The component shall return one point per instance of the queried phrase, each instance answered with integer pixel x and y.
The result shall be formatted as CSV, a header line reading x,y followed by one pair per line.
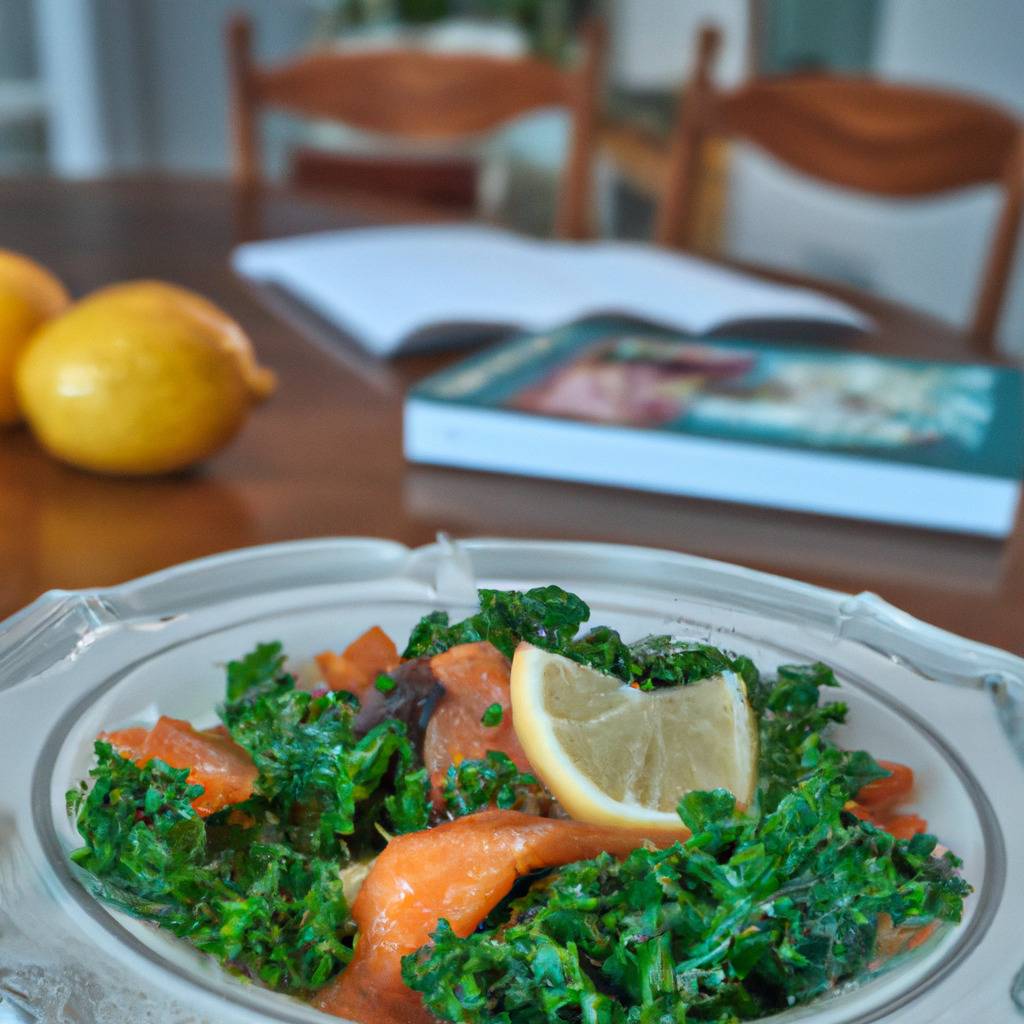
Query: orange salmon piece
x,y
360,663
885,793
460,870
474,676
902,825
214,761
────────
Activity. The expected response is every line of the material, written out exactly, with the images removed.

Written solution.
The component shall return one point per instance of the queried phrase, each instance answered with integer pixel x and y.
The result shall be formatted as CSV, a header line reading x,y followed by one pair per line.
Query: orange salmon piece
x,y
360,663
885,793
460,870
474,676
902,825
214,761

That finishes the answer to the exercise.